▸ 本文
──────────

【背景及び目的】我々は、神経障害物質の発達期曝露による成熟後に及ぶ海馬神経新生の不可逆影響を見出している。本研究では、その中で抗甲状腺剤のプロピルチオウラシル (PTU)、HDAC阻害剤のバルプロ酸 (VPA)、軸索末端傷害物質のグリシドール (GLY)のラット発達期曝露例で、不可逆影響の指標となりやすいDNA過メチル化に着目して、神経新生部位における過メチル化・下方制御遺伝子を網羅的に探索した。
【方法】妊娠ラットにPTU、VPA、GLYを妊娠6日目から出産後21日目まで飲水投与し、生後21日目に児動物の海馬歯状回について、Methyl-Seq及びRNA-Seq解析を実施した。

──────────

▸ データセット
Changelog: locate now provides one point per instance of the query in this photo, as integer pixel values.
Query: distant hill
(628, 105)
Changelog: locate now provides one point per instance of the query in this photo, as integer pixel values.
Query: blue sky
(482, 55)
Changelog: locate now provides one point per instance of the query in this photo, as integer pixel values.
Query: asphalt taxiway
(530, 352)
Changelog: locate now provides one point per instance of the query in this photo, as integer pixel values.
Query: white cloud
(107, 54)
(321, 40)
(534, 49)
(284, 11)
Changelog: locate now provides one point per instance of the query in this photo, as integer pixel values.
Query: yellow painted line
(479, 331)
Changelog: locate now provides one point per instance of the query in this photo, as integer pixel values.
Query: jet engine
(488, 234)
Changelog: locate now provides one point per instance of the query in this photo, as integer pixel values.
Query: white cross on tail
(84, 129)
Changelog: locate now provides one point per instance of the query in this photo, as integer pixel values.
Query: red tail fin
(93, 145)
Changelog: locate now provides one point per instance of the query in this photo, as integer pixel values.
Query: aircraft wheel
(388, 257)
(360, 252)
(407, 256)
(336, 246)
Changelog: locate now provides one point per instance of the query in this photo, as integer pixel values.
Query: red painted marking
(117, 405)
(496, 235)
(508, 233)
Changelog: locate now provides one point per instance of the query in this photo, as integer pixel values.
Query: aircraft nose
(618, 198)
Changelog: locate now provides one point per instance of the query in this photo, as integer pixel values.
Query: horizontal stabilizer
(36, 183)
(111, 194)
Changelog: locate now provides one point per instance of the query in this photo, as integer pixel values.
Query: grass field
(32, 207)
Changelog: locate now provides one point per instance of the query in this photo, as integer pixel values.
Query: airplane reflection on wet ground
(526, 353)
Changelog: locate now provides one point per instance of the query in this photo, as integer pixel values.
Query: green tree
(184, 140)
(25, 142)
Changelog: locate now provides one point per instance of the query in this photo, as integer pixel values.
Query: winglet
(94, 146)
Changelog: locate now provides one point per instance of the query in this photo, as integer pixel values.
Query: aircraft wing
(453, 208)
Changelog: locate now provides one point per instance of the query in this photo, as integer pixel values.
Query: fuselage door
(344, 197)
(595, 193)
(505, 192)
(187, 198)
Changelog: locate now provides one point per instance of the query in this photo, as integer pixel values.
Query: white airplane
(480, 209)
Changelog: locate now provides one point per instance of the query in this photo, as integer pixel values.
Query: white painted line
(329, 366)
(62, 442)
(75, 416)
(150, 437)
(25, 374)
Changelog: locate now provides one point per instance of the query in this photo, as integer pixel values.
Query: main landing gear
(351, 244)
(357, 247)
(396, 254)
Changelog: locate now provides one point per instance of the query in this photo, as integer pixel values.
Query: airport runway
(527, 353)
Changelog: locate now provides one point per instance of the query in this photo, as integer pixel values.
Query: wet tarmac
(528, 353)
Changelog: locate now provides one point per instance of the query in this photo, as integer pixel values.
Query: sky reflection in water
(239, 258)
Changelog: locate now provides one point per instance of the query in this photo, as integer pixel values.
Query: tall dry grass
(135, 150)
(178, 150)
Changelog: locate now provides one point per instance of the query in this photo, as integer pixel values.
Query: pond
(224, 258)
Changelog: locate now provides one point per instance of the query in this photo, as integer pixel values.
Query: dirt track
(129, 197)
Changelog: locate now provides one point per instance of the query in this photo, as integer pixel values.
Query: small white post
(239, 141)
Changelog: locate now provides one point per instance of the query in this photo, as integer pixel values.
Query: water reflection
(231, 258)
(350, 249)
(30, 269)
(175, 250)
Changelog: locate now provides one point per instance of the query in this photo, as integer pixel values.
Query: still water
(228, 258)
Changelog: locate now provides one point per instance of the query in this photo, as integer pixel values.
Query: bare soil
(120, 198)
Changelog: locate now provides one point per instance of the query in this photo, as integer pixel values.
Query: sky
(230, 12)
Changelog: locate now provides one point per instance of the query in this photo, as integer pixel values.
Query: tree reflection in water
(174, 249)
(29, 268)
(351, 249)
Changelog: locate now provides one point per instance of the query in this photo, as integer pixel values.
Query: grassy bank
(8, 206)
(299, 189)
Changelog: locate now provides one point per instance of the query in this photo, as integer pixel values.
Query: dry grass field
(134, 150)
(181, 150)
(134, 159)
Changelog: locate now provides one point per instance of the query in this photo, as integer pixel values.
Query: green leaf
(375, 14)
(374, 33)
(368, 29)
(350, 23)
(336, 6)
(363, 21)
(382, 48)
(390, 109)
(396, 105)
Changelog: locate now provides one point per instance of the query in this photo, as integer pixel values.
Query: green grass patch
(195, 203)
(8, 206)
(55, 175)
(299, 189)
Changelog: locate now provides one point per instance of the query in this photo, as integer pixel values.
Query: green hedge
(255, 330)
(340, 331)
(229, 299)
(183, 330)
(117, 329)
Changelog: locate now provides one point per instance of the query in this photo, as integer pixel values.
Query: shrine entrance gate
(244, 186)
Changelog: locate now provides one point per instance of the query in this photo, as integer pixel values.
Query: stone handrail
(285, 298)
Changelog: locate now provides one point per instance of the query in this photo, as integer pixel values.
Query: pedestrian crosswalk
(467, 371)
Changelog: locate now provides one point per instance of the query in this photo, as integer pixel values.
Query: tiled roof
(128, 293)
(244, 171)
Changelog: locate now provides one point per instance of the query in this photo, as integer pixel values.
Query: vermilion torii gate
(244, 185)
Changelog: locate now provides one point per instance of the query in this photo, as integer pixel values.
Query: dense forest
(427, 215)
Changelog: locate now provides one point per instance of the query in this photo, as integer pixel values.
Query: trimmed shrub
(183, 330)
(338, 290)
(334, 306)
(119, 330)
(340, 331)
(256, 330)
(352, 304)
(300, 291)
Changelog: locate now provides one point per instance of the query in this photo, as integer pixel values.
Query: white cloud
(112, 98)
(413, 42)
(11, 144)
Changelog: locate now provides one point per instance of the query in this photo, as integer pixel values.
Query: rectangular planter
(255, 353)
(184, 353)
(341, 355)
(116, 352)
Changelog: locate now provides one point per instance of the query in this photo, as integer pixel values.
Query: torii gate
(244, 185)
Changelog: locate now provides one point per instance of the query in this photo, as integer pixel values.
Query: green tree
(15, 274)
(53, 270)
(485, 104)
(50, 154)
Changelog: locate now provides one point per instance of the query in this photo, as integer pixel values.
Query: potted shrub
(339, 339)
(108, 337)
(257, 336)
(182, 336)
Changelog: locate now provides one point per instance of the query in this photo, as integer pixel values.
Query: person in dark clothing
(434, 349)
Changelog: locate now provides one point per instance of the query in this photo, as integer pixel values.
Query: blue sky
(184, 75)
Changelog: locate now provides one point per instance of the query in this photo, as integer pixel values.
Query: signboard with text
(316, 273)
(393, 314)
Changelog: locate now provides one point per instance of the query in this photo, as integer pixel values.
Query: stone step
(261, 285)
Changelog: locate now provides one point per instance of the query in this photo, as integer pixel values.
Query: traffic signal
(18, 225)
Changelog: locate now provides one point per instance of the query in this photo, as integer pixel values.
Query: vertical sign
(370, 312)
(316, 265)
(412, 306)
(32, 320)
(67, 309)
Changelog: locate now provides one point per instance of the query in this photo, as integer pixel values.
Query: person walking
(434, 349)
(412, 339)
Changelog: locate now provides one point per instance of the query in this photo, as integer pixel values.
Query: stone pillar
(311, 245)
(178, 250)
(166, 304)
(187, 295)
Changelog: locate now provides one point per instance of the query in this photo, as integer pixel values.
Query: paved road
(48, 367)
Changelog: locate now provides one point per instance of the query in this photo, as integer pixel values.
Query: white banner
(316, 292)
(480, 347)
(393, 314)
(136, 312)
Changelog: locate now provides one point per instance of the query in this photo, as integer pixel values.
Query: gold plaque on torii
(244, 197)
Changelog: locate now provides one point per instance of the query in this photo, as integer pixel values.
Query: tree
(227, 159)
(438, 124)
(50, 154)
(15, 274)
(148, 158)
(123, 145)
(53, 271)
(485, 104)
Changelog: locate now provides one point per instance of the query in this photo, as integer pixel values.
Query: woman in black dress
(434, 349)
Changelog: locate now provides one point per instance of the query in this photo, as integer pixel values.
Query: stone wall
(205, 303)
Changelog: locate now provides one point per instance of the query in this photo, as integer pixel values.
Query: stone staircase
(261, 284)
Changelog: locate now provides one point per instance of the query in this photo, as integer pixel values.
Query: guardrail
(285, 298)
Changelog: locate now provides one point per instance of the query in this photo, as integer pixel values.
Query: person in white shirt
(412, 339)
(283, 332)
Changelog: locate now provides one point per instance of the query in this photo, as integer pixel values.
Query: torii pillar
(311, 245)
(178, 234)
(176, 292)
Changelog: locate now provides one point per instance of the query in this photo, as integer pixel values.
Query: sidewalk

──────────

▸ 課題一覧
1 – 次の(a)〜(c)が、ラットの海馬神経新生についての研究要旨の内容と合っているか、それぞれ「はい」か「いいえ」で答えてください。判断の決め手になった要旨の言葉も、そのまま引用してください。
(a) 薬は妊娠6日目から出産後21日目まで、飲み水に混ぜて与えた。
(b) バルプロ酸は抗甲状腺剤として挙げられている。
(c) 解析は生後21日目の児動物の海馬歯状回で行った。
2 – ラットの海馬神経新生についての研究要旨を、最後の文のあとから書き継いでください。

▸ 解答一覧
1 –
(a) はい。「妊娠6日目から出産後21日目まで飲水投与し」
(b) いいえ。「HDAC阻害剤のバルプロ酸 (VPA)」
(c) はい。「生後21日目に児動物の海馬歯状回について、Methyl-Seq及びRNA-Seq解析を実施した」

2 –
【結果及び考察】対照群と比較して、転写開始点から2 kb以内のCpGでメチル化率が20%以上増加し、mRNA発現が2倍以上減少した遺伝子を同定した。そのうち、PTU、VPA、GLYでそれぞれ247、81、181遺伝子、3物質に共通で24遺伝子が神経関連であり、多くは神経分化に関連するものであった。PTUではHes5, Ror2、VPAではTead3, Sox2、GLYではAfdn, Dll1などが神経幹・前駆細胞関連遺伝子として同定され、顆粒細胞系譜の永続的な分化障害が示唆された。PTUでは更に、神経前駆細胞の増殖に機能するIgf, Shh, Fgf2, Egfも同定され、既にPTUで報告してあるtype-2a前駆細胞の永続的な減少への関与が示唆された。VPAで同定されたAscl1はGABA性介在ニューロン前駆細胞に発現し、既にVPAで報告してあるGAD67+介在ニューロンの永続的な減少への関与が示唆された。GLYでは神経分化(Dll1, Dlx2)の他、軸索形成 (Baiap2, Amigo1)、樹状突起発達 (Kalrn, Gsk3b)に機能する遺伝子も同定され、既にGLYで報告してある一過性の未熟顆粒細胞の減少への関与が示唆された。3物質に共通してGABA性介在ニューロンに発現するPvalb、神経可塑性に関わるArc, Atp2b2の下方制御が見出されたが、多くの発達神経毒性物質に共通して生じる二次的なメチル化である可能性が示唆された。